• Given problem: Take the line that contains "Look at the photo above. For every instance of the peeling" as the first and the last line of the material as the final one; set down exactly the lines in that span.

A run of records:
▼▼▼
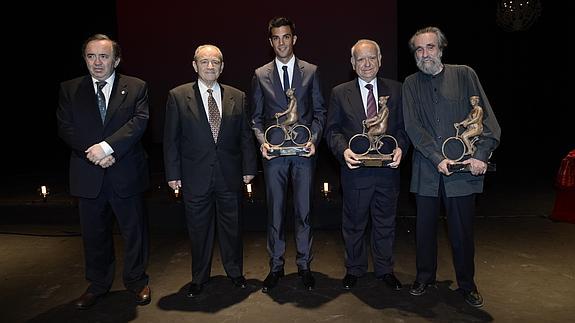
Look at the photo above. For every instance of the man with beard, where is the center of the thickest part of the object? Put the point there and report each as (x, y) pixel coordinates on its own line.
(434, 99)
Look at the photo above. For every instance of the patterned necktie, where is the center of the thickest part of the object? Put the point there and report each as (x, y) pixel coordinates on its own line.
(371, 107)
(286, 78)
(214, 115)
(101, 99)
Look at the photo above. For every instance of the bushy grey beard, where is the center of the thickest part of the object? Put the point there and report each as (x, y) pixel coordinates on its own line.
(429, 65)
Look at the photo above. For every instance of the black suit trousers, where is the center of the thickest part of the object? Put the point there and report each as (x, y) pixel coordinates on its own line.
(360, 205)
(97, 222)
(216, 210)
(460, 212)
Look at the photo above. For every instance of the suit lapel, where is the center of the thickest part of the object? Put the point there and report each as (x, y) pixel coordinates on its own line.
(297, 79)
(228, 105)
(274, 78)
(117, 97)
(89, 100)
(353, 96)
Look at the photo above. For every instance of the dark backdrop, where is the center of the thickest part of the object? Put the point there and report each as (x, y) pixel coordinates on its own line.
(521, 71)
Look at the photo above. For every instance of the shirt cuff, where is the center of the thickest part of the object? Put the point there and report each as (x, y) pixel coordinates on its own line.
(107, 148)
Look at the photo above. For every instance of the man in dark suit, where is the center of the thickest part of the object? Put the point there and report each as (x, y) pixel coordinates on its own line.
(209, 152)
(368, 193)
(102, 117)
(268, 97)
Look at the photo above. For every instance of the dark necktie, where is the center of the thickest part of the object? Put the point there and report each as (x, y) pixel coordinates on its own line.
(214, 115)
(101, 99)
(286, 78)
(371, 107)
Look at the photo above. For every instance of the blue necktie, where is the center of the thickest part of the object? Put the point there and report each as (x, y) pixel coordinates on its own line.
(101, 99)
(213, 115)
(286, 78)
(371, 107)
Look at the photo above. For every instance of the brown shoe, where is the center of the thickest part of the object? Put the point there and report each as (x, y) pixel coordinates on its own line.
(86, 300)
(144, 297)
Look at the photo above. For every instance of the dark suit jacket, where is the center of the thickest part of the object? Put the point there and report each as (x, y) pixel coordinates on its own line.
(189, 149)
(268, 98)
(80, 127)
(344, 120)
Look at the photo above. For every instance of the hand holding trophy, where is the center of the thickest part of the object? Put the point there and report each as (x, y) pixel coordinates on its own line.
(462, 145)
(373, 145)
(288, 138)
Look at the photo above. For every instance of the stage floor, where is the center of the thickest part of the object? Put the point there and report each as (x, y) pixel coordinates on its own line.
(525, 270)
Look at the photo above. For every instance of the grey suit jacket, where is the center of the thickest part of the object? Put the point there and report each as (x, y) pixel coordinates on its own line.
(345, 116)
(190, 152)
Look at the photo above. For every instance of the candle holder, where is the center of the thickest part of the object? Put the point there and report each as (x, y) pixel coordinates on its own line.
(249, 193)
(326, 191)
(44, 191)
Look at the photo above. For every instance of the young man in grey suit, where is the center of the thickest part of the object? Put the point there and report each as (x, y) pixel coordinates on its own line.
(209, 152)
(268, 97)
(102, 117)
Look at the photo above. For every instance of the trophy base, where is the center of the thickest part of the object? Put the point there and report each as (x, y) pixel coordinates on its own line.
(462, 168)
(376, 161)
(288, 151)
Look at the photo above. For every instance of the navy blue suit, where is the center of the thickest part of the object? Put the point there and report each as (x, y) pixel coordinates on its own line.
(119, 186)
(268, 98)
(368, 192)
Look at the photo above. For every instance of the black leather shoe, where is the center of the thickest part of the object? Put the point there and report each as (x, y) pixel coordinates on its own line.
(418, 288)
(272, 280)
(144, 297)
(307, 279)
(239, 281)
(349, 281)
(473, 298)
(86, 300)
(390, 280)
(194, 290)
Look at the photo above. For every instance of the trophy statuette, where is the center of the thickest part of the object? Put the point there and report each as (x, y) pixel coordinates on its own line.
(373, 145)
(288, 138)
(462, 145)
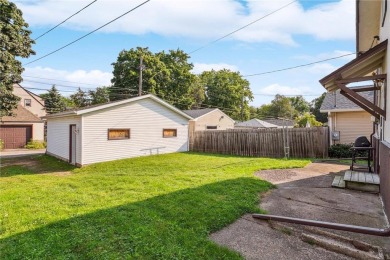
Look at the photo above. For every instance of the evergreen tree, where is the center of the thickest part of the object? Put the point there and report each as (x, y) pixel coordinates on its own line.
(99, 96)
(80, 98)
(14, 42)
(54, 101)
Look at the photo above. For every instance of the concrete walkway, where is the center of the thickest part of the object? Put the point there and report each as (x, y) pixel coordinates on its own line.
(306, 193)
(10, 153)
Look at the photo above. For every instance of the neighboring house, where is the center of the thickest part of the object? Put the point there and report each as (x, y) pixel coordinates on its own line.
(254, 124)
(127, 128)
(371, 64)
(26, 124)
(346, 120)
(209, 119)
(281, 123)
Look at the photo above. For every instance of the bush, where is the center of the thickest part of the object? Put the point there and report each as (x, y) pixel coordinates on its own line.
(344, 151)
(35, 144)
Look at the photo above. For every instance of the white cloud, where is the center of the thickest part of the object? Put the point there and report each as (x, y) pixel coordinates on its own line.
(200, 67)
(202, 19)
(346, 56)
(321, 68)
(274, 89)
(38, 79)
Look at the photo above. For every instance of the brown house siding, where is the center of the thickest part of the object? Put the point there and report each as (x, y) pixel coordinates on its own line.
(384, 174)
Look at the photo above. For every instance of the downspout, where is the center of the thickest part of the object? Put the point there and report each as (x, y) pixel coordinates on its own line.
(322, 224)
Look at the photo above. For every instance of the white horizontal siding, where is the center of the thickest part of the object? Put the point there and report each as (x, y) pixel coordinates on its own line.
(352, 125)
(146, 120)
(58, 132)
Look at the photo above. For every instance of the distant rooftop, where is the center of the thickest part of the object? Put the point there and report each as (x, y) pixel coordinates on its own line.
(280, 122)
(256, 123)
(195, 113)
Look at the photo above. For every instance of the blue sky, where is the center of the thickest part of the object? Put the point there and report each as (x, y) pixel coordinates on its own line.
(303, 32)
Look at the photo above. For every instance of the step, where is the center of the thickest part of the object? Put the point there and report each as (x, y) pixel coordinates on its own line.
(338, 182)
(331, 241)
(363, 181)
(355, 249)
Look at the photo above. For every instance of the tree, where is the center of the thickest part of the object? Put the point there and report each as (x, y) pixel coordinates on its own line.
(54, 101)
(167, 75)
(303, 120)
(300, 105)
(315, 109)
(15, 42)
(80, 98)
(228, 90)
(99, 96)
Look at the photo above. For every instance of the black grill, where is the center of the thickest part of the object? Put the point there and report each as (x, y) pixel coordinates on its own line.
(362, 147)
(362, 141)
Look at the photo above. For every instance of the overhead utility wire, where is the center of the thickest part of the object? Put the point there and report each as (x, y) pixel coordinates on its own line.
(26, 76)
(64, 20)
(243, 27)
(78, 39)
(298, 66)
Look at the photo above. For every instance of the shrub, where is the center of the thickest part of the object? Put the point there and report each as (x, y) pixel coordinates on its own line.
(344, 151)
(35, 144)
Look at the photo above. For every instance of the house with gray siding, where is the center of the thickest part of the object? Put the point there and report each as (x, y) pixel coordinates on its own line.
(346, 120)
(127, 128)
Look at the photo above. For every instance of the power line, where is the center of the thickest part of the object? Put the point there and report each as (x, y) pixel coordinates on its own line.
(243, 27)
(58, 85)
(298, 66)
(78, 39)
(26, 76)
(64, 20)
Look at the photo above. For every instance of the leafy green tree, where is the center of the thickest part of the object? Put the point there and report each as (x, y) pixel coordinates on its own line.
(315, 109)
(80, 98)
(303, 120)
(167, 75)
(54, 101)
(15, 42)
(99, 96)
(228, 90)
(300, 105)
(265, 111)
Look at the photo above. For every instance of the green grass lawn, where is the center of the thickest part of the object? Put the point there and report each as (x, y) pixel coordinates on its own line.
(156, 207)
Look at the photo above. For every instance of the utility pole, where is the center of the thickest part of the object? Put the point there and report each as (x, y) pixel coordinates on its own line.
(141, 68)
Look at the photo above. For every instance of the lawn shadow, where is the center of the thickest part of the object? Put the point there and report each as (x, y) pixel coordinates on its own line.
(171, 226)
(34, 164)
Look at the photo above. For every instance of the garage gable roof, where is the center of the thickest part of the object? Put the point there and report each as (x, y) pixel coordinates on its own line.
(117, 103)
(359, 67)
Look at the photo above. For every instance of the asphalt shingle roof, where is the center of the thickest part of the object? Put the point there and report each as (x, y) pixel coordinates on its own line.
(334, 100)
(256, 123)
(195, 113)
(21, 115)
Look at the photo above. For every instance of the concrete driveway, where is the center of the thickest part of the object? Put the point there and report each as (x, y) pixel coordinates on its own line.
(307, 193)
(9, 153)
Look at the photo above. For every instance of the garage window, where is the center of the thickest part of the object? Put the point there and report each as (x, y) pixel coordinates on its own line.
(167, 133)
(118, 134)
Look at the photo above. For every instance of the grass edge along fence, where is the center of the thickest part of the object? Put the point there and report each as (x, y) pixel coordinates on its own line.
(310, 142)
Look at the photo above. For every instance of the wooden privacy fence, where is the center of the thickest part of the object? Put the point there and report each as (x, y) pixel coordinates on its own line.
(302, 142)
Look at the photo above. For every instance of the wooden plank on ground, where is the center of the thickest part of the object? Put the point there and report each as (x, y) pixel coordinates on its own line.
(375, 177)
(348, 176)
(355, 176)
(369, 178)
(362, 177)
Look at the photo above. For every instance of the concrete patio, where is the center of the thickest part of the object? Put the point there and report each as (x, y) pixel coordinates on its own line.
(307, 193)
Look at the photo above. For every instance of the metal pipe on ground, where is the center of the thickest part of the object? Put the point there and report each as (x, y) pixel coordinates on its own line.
(329, 225)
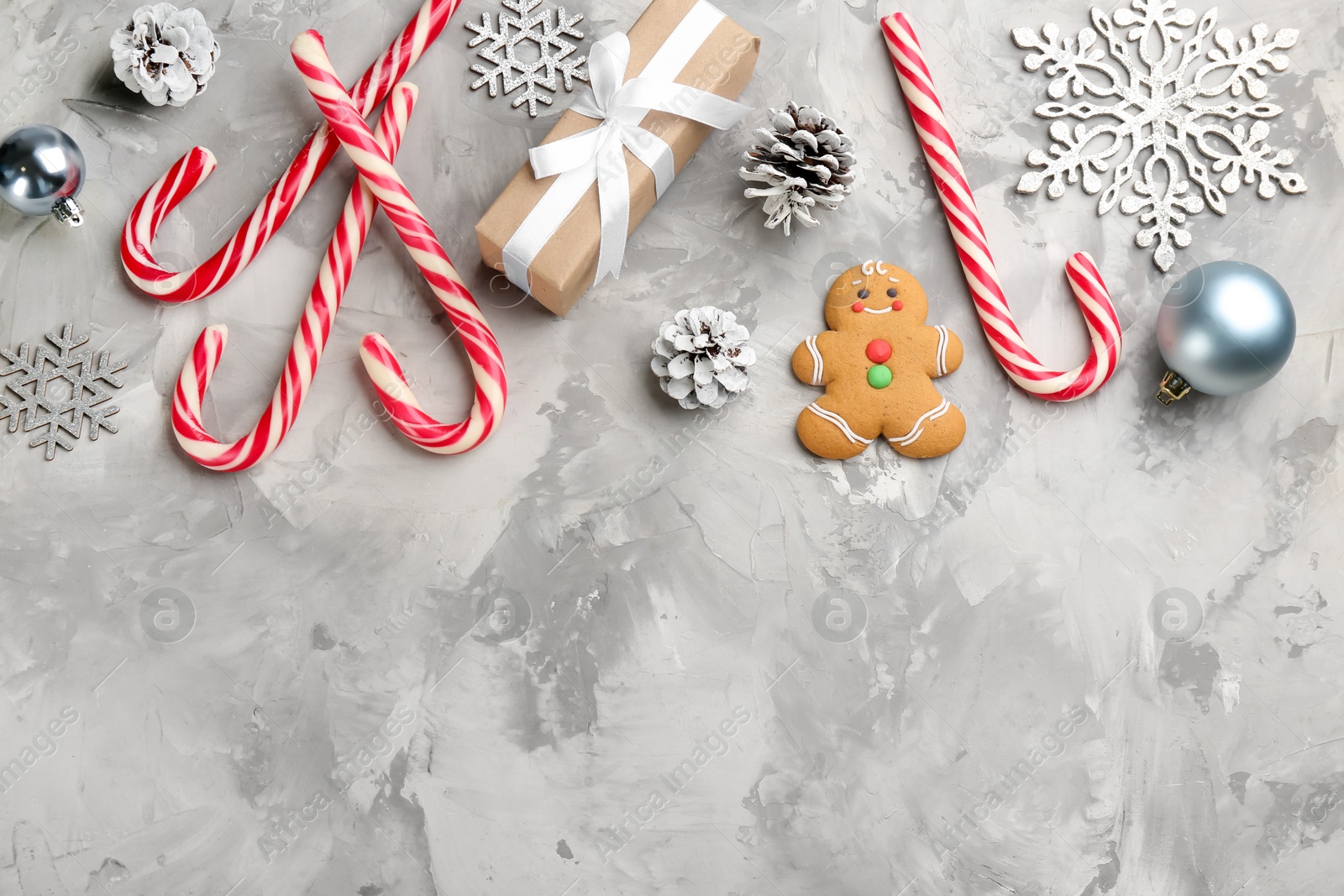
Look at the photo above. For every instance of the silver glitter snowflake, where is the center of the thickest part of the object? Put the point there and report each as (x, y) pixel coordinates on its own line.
(1155, 110)
(60, 410)
(550, 54)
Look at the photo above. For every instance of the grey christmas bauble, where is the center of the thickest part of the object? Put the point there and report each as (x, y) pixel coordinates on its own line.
(40, 172)
(1225, 328)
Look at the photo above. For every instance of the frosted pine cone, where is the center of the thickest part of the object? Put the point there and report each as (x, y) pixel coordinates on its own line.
(167, 54)
(702, 358)
(806, 160)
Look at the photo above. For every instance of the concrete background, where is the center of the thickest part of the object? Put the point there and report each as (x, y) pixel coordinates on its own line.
(327, 714)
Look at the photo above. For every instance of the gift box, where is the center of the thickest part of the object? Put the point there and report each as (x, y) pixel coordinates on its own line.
(656, 93)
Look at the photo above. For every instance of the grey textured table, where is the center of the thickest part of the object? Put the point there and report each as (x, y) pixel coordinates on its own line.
(338, 720)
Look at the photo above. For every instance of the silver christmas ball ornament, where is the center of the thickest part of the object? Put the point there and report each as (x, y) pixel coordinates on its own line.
(1223, 329)
(40, 174)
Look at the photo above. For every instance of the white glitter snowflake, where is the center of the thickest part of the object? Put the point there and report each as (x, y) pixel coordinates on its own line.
(60, 410)
(546, 34)
(1160, 110)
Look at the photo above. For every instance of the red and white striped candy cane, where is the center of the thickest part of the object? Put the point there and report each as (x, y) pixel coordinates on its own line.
(309, 340)
(270, 215)
(963, 217)
(349, 127)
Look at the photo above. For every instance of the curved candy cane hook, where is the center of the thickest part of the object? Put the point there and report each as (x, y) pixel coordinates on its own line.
(390, 192)
(270, 215)
(309, 340)
(958, 206)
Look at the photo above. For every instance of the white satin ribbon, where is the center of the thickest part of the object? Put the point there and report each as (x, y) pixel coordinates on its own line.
(598, 154)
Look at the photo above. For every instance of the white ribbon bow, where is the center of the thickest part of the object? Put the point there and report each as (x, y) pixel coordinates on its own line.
(598, 154)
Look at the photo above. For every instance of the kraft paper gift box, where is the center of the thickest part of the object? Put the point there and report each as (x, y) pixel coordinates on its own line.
(674, 45)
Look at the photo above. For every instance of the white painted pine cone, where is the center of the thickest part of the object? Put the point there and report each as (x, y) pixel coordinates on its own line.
(702, 358)
(167, 54)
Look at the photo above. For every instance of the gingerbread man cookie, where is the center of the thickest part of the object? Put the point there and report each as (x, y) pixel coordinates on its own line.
(878, 363)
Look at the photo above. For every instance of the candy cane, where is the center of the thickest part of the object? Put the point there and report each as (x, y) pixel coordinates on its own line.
(309, 340)
(958, 206)
(375, 168)
(270, 215)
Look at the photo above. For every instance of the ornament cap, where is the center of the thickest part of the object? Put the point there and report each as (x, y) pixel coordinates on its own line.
(1173, 389)
(67, 211)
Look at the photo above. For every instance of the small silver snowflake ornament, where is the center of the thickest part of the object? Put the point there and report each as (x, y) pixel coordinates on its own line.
(554, 55)
(1151, 109)
(58, 412)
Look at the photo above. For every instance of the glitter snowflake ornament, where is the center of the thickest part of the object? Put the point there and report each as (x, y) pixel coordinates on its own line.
(1160, 98)
(57, 391)
(515, 65)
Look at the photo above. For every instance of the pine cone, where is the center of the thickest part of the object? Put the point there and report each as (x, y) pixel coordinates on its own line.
(165, 53)
(702, 358)
(806, 160)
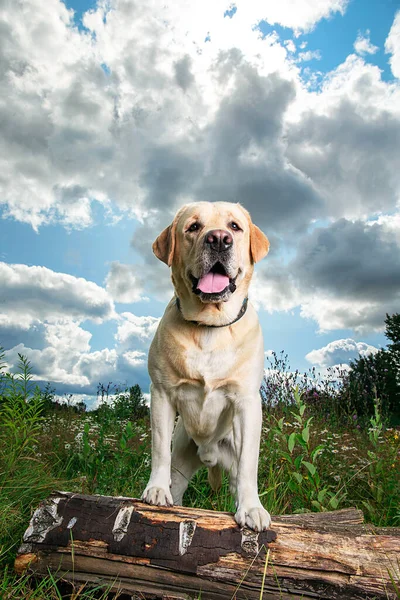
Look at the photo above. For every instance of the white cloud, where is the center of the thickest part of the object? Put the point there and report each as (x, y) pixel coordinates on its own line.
(309, 55)
(135, 358)
(392, 46)
(339, 352)
(30, 293)
(363, 44)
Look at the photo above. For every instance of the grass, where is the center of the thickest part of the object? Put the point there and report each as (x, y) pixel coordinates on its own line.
(307, 463)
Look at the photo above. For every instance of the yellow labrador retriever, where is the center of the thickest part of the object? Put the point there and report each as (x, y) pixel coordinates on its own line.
(206, 360)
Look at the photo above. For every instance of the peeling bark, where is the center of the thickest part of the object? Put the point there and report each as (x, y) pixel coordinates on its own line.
(178, 551)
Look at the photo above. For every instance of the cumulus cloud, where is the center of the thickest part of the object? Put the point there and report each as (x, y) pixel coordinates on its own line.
(38, 293)
(392, 46)
(363, 44)
(339, 352)
(138, 112)
(346, 142)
▲▲▲
• Complete output:
Look at the photo above. For every instance of the peeling bark, where is the center of the thickest part of the object? Put the point there and report each as (x, y) pixel coordinates on its own line.
(178, 551)
Look at the photo above. For every instance of the cumulus cloud, where is the center of the thickest part of the object? Put the point there and report each as (x, y) pixel coordinates on its own line.
(38, 293)
(392, 46)
(363, 44)
(339, 352)
(138, 112)
(346, 142)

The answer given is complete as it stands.